───── Supplied information
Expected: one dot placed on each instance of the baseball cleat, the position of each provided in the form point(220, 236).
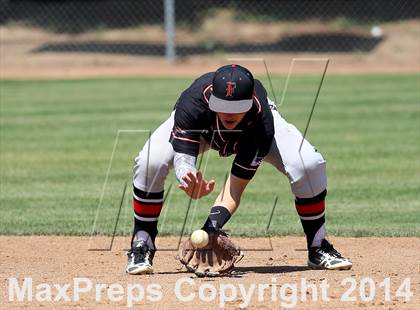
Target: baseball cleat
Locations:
point(140, 258)
point(326, 257)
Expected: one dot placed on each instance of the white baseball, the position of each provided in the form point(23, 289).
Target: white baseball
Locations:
point(199, 238)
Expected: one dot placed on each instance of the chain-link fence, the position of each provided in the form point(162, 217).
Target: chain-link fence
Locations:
point(201, 27)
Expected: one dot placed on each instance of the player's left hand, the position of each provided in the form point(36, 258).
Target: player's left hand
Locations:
point(216, 259)
point(195, 186)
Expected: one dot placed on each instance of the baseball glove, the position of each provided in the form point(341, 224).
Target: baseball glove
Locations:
point(216, 259)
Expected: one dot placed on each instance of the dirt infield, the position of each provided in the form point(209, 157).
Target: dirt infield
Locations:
point(273, 279)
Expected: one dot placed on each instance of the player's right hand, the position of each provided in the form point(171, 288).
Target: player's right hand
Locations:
point(195, 186)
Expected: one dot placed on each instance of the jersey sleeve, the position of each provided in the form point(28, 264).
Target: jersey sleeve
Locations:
point(253, 149)
point(248, 159)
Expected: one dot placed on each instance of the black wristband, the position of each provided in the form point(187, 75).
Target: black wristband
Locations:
point(217, 218)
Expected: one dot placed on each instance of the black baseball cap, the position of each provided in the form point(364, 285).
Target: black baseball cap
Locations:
point(233, 88)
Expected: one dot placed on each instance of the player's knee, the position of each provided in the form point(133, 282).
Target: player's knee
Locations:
point(150, 172)
point(308, 176)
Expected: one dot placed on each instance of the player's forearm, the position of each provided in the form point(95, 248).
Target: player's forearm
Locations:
point(184, 163)
point(230, 196)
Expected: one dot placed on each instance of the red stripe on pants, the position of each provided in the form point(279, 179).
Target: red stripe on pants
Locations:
point(145, 209)
point(315, 208)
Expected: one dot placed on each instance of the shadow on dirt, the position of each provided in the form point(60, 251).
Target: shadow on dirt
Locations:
point(269, 269)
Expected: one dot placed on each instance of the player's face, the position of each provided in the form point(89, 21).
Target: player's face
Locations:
point(230, 120)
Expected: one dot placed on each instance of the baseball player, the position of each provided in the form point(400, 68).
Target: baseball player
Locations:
point(228, 111)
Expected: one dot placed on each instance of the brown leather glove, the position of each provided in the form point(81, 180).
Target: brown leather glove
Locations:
point(217, 258)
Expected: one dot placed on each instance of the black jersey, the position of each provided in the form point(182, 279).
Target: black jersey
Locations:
point(194, 121)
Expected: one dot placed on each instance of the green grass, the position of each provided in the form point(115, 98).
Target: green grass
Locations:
point(56, 140)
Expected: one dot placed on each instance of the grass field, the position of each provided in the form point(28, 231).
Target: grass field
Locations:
point(57, 138)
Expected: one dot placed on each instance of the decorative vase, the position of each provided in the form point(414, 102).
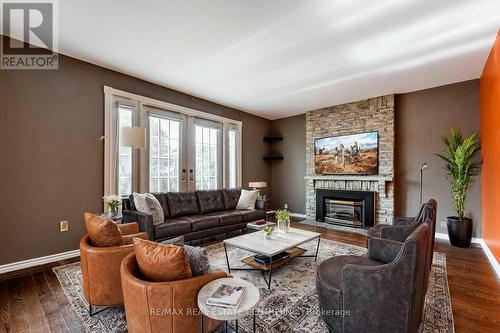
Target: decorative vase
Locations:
point(459, 231)
point(283, 225)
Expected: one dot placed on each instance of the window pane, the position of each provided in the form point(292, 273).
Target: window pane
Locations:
point(232, 167)
point(164, 156)
point(206, 157)
point(124, 154)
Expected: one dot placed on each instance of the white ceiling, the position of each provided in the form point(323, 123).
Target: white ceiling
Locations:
point(277, 58)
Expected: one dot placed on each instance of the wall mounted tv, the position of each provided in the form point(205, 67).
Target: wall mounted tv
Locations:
point(355, 154)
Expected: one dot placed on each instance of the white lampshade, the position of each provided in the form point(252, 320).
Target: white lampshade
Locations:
point(134, 137)
point(257, 184)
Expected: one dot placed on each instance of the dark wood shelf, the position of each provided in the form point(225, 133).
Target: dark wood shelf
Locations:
point(293, 253)
point(273, 138)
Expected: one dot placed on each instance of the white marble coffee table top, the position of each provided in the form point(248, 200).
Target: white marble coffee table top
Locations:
point(281, 241)
point(249, 302)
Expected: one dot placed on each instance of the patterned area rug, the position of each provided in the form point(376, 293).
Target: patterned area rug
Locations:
point(290, 306)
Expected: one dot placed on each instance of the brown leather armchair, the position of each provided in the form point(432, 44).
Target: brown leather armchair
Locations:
point(163, 306)
point(101, 268)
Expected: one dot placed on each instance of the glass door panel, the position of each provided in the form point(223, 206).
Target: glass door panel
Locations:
point(165, 154)
point(208, 162)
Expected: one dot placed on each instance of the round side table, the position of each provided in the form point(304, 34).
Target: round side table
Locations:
point(247, 306)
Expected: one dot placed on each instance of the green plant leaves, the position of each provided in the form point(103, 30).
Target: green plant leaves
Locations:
point(461, 162)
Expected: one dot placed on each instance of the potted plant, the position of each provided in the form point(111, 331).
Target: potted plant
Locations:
point(461, 162)
point(283, 217)
point(112, 202)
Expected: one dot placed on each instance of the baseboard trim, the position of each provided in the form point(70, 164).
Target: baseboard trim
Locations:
point(15, 266)
point(491, 258)
point(445, 237)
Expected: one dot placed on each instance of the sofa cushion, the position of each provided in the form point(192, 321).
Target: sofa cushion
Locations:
point(159, 262)
point(200, 222)
point(228, 217)
point(330, 271)
point(102, 232)
point(162, 198)
point(250, 215)
point(231, 197)
point(172, 228)
point(180, 204)
point(210, 201)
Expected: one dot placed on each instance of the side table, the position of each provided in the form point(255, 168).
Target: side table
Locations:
point(247, 306)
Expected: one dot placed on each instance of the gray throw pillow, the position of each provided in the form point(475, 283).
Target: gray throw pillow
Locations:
point(198, 259)
point(176, 241)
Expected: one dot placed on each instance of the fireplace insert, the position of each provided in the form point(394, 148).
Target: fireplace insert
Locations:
point(348, 208)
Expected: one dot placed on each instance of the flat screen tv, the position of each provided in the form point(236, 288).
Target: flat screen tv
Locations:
point(355, 154)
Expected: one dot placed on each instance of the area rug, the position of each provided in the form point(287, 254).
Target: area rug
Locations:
point(290, 306)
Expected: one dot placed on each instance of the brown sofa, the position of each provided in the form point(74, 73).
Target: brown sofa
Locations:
point(195, 215)
point(101, 268)
point(170, 307)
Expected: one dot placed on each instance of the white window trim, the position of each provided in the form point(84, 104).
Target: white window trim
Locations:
point(110, 135)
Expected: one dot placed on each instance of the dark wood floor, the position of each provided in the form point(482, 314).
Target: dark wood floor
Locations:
point(33, 301)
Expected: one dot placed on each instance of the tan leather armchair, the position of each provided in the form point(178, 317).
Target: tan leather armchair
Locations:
point(101, 268)
point(170, 307)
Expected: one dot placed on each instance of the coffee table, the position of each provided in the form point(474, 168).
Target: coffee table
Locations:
point(281, 242)
point(247, 306)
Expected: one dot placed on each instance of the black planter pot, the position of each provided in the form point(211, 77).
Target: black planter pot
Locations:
point(459, 231)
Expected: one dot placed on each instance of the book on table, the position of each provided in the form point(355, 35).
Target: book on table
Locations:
point(227, 296)
point(266, 260)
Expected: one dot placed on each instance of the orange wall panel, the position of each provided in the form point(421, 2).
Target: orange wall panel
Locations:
point(490, 141)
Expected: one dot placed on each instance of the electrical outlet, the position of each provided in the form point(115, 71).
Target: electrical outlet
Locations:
point(63, 226)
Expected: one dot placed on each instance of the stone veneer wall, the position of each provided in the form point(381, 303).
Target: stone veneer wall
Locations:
point(374, 114)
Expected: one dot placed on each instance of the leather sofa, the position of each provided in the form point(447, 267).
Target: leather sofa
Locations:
point(101, 268)
point(383, 291)
point(195, 215)
point(170, 307)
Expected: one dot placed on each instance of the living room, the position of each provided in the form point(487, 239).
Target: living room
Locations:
point(335, 161)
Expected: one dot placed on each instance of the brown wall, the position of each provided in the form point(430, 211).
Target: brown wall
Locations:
point(288, 175)
point(422, 117)
point(51, 163)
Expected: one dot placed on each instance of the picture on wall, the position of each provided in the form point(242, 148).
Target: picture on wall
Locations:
point(355, 154)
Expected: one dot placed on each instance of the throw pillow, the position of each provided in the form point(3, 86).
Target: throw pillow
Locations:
point(147, 203)
point(102, 231)
point(160, 263)
point(247, 199)
point(198, 260)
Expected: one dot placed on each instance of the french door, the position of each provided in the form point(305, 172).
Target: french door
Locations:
point(184, 153)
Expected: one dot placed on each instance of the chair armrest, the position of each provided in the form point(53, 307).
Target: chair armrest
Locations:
point(403, 220)
point(145, 221)
point(397, 232)
point(384, 250)
point(127, 239)
point(128, 228)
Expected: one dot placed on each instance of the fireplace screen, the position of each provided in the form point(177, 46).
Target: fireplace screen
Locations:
point(344, 212)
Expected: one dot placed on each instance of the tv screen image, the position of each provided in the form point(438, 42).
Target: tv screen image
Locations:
point(355, 154)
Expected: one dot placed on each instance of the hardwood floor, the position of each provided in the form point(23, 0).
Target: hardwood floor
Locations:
point(34, 301)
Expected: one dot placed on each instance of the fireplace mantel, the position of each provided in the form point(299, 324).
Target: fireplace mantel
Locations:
point(376, 178)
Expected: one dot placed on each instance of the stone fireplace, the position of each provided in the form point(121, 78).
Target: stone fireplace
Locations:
point(374, 114)
point(347, 208)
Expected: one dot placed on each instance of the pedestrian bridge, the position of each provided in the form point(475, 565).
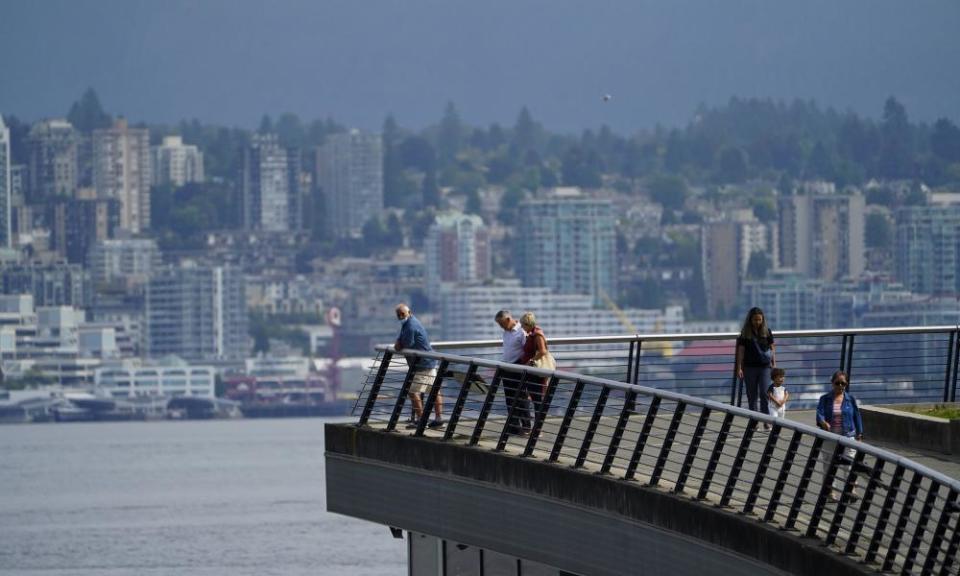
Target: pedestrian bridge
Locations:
point(641, 461)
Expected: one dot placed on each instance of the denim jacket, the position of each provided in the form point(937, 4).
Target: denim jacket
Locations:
point(850, 413)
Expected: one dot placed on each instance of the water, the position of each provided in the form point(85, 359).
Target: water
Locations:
point(211, 498)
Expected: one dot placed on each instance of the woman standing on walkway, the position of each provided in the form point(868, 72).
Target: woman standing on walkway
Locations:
point(535, 353)
point(837, 412)
point(756, 355)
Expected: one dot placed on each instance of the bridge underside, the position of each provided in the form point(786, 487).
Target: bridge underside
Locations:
point(575, 520)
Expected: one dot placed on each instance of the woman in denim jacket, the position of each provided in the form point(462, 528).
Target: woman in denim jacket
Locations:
point(838, 412)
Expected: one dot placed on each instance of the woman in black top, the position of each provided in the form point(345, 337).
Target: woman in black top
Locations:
point(756, 355)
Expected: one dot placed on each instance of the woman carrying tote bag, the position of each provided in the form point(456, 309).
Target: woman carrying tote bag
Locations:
point(536, 353)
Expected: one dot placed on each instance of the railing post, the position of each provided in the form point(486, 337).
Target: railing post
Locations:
point(849, 363)
point(642, 440)
point(848, 487)
point(461, 401)
point(783, 476)
point(762, 468)
point(812, 458)
point(738, 462)
point(692, 450)
point(825, 490)
point(885, 511)
point(567, 419)
point(956, 368)
point(667, 443)
point(629, 405)
point(921, 527)
point(592, 427)
point(858, 523)
point(954, 507)
point(715, 454)
point(518, 394)
point(485, 409)
point(946, 378)
point(431, 397)
point(934, 551)
point(545, 402)
point(375, 388)
point(636, 361)
point(843, 353)
point(401, 397)
point(904, 517)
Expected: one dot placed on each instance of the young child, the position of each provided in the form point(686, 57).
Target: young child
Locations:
point(777, 393)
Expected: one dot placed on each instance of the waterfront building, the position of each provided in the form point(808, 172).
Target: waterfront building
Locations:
point(169, 377)
point(467, 313)
point(54, 284)
point(928, 248)
point(52, 149)
point(196, 312)
point(727, 245)
point(175, 163)
point(456, 251)
point(127, 260)
point(121, 170)
point(350, 175)
point(270, 186)
point(822, 234)
point(6, 188)
point(789, 301)
point(76, 224)
point(566, 241)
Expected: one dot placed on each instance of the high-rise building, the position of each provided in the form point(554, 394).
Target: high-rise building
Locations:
point(76, 224)
point(271, 186)
point(6, 187)
point(928, 249)
point(196, 312)
point(726, 248)
point(566, 241)
point(130, 260)
point(176, 163)
point(822, 235)
point(55, 284)
point(52, 146)
point(350, 175)
point(121, 170)
point(456, 250)
point(467, 313)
──────────
- _What the exercise asks_:
Apply a filter for "infield" to the data above, then copy each line that matches.

- _Exercise response_:
Expected: one dot placed on each instance of the dirt infield, the position of each provided in the form point(209, 157).
Target: dirt infield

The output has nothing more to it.